---- Exercise inputs

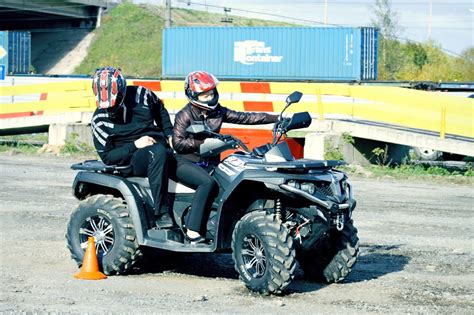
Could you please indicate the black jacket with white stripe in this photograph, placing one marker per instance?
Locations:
(141, 114)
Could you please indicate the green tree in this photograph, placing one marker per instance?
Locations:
(465, 65)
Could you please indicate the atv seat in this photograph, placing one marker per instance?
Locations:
(98, 166)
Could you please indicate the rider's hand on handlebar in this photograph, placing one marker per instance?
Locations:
(144, 142)
(226, 137)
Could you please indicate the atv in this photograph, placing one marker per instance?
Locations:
(272, 211)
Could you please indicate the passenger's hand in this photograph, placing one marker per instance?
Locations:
(144, 142)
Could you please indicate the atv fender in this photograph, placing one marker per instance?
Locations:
(227, 217)
(86, 183)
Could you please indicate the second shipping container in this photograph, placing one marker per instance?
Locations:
(16, 50)
(272, 53)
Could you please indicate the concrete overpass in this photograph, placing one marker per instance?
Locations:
(49, 14)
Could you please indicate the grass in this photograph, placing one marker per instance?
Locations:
(414, 172)
(130, 37)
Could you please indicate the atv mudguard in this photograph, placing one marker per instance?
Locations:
(85, 180)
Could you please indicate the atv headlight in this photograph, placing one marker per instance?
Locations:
(294, 183)
(310, 188)
(350, 190)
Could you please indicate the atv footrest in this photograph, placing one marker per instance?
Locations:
(178, 243)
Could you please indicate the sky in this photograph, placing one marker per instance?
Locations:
(451, 27)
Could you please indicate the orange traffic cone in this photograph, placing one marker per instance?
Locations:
(90, 265)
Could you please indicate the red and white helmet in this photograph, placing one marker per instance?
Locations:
(199, 82)
(109, 87)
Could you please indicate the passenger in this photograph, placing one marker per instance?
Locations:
(132, 127)
(201, 90)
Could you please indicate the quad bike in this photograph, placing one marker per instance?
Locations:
(272, 211)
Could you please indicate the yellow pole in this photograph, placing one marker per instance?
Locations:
(442, 132)
(320, 105)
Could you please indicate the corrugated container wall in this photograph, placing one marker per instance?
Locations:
(19, 52)
(4, 49)
(272, 53)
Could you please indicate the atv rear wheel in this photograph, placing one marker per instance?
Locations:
(331, 259)
(107, 219)
(263, 253)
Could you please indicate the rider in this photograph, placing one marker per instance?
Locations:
(200, 88)
(132, 127)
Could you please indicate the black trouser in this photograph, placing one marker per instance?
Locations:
(151, 162)
(196, 178)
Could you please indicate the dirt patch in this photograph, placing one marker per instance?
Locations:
(416, 256)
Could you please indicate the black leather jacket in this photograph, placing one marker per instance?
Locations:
(188, 146)
(143, 114)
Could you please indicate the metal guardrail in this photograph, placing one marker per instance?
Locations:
(432, 111)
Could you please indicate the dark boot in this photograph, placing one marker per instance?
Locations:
(164, 221)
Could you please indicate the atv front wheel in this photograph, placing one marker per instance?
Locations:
(107, 219)
(331, 259)
(263, 253)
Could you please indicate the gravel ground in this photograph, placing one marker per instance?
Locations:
(416, 256)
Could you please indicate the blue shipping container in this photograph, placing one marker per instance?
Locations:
(19, 52)
(4, 50)
(272, 53)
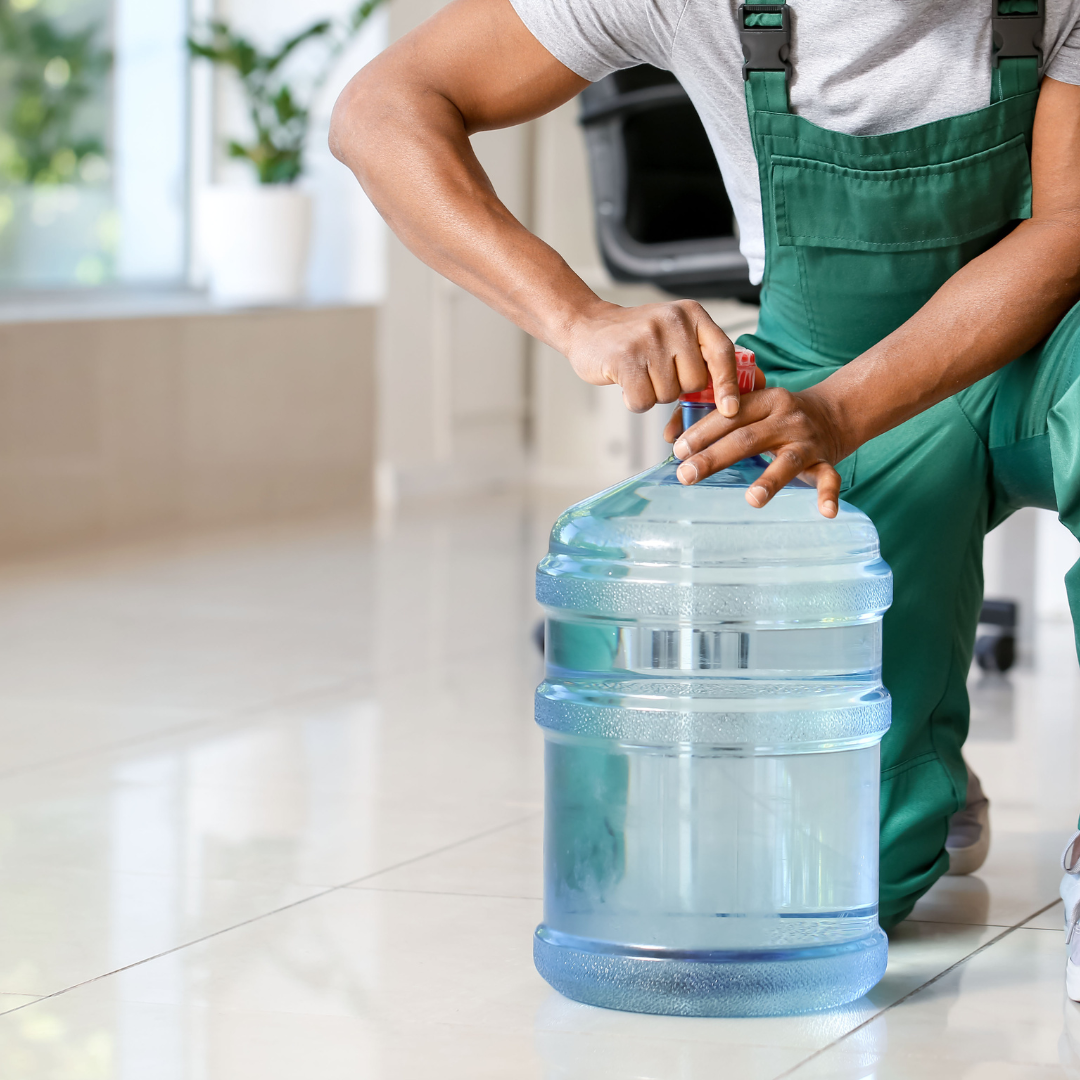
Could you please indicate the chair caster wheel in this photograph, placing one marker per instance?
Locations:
(996, 652)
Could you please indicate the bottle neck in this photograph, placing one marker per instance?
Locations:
(692, 412)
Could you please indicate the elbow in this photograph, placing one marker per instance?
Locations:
(346, 135)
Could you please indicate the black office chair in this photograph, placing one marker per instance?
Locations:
(662, 213)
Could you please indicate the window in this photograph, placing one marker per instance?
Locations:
(92, 143)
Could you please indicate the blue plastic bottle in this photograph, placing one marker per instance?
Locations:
(713, 710)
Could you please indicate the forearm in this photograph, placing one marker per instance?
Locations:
(988, 313)
(408, 145)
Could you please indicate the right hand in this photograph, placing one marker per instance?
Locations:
(655, 353)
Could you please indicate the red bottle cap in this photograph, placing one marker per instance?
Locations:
(746, 368)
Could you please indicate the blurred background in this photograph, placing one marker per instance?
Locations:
(204, 322)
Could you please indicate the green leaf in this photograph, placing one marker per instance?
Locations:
(315, 30)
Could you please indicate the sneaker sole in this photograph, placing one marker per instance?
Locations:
(1072, 980)
(962, 861)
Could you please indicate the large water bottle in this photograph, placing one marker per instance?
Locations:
(712, 710)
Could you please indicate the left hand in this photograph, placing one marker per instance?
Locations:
(798, 429)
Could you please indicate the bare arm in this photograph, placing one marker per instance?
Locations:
(403, 125)
(993, 310)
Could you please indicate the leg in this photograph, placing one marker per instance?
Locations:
(925, 487)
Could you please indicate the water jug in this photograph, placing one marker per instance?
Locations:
(712, 712)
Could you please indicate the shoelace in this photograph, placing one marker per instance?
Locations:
(1070, 863)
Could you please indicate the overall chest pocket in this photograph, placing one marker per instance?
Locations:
(821, 204)
(858, 252)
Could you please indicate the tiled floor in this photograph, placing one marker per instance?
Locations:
(270, 808)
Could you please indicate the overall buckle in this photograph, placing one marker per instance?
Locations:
(767, 48)
(1016, 37)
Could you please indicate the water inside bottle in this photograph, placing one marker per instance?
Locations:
(712, 712)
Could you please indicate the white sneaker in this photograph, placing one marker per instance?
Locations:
(969, 831)
(1070, 894)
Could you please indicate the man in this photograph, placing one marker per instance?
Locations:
(909, 191)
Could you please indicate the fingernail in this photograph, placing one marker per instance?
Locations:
(687, 472)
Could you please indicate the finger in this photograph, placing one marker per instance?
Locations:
(827, 482)
(719, 354)
(726, 450)
(674, 427)
(638, 393)
(783, 469)
(714, 427)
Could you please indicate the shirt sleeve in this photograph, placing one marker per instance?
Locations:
(594, 38)
(1065, 65)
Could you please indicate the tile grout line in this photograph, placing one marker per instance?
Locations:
(930, 982)
(258, 918)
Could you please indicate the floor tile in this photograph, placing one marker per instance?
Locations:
(424, 984)
(193, 736)
(1002, 1013)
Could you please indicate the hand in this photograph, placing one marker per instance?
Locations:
(798, 429)
(655, 353)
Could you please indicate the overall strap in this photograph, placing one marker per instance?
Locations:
(1017, 46)
(765, 30)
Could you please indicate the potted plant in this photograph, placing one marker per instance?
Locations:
(54, 173)
(255, 239)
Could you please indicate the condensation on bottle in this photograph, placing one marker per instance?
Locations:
(712, 712)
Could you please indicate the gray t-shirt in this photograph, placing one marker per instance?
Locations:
(862, 69)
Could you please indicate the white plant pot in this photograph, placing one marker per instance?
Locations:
(254, 243)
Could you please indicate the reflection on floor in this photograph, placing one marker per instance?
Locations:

--------

> The problem
Among the records above, find each line holding "rider" and list it.

> Result for this exercise
Could you please indicate the rider's hand on handlebar in this photograph, placing one marker per instance?
Could you please indicate the rider in this photograph, placing one marker per instance?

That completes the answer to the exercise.